### [WORK TO DO]
Pick out every line of the material that contains the string "Refer", and copy each one.

Excerpts of bounding box data:

** Start **

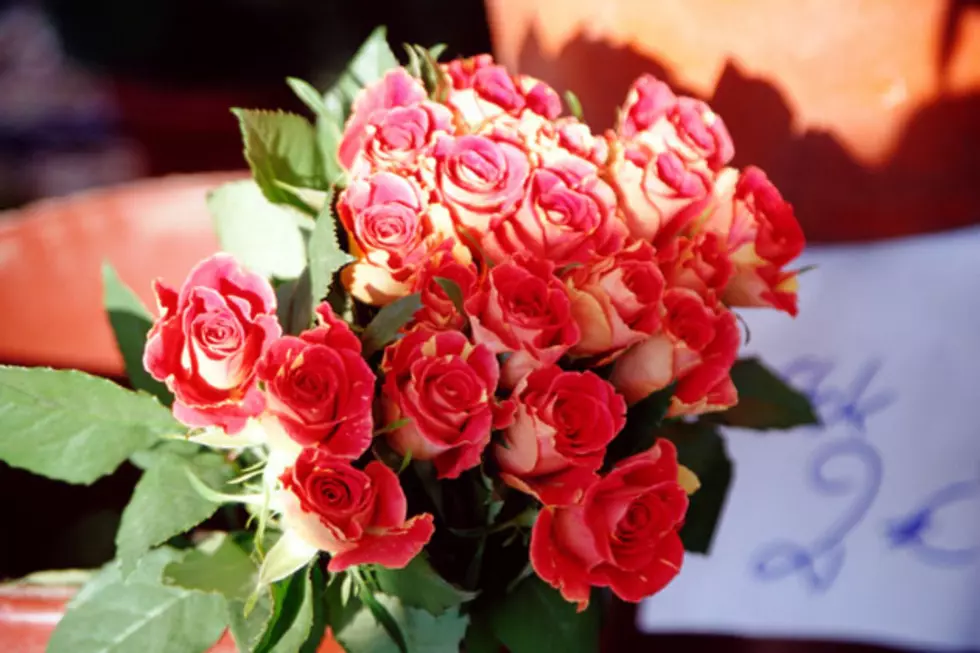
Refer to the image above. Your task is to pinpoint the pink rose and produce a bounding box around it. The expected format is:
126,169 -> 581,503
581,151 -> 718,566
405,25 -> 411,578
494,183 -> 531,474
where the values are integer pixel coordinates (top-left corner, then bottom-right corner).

** End **

### [COMPLETE RESPONSE]
Refer to the image above. Your task is to pinpoint the pink rose and produce a bounding box around it. The expected format is:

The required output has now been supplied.